(Natural-language object grounding data)
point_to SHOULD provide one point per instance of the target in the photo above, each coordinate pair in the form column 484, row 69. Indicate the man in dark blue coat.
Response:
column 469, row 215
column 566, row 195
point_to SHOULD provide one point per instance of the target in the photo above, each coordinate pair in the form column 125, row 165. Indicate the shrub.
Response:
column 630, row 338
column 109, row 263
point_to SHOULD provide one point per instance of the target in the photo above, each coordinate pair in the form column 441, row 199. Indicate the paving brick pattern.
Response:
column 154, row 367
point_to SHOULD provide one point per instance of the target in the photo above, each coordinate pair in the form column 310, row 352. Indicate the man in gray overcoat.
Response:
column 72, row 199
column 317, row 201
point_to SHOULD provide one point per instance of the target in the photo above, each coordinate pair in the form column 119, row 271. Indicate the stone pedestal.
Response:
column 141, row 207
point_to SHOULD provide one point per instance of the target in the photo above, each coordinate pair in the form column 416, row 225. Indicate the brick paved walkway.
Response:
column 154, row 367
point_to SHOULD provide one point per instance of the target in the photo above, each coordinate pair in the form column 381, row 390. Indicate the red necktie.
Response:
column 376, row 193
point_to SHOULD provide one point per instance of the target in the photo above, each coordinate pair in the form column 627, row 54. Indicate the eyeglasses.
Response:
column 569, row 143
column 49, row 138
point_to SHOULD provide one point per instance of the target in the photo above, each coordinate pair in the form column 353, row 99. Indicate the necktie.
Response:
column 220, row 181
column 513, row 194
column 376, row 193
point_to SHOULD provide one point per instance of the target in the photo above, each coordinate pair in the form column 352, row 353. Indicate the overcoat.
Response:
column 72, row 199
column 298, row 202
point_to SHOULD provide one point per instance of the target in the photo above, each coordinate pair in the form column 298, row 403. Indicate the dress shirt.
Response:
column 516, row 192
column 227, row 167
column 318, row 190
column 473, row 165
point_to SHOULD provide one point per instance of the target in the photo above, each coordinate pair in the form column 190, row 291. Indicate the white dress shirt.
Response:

EXERCISE OBJECTIVE ▸
Using the entries above, say how many lines contain the string "brick"; the number is the full reply.

ANSWER ▸
2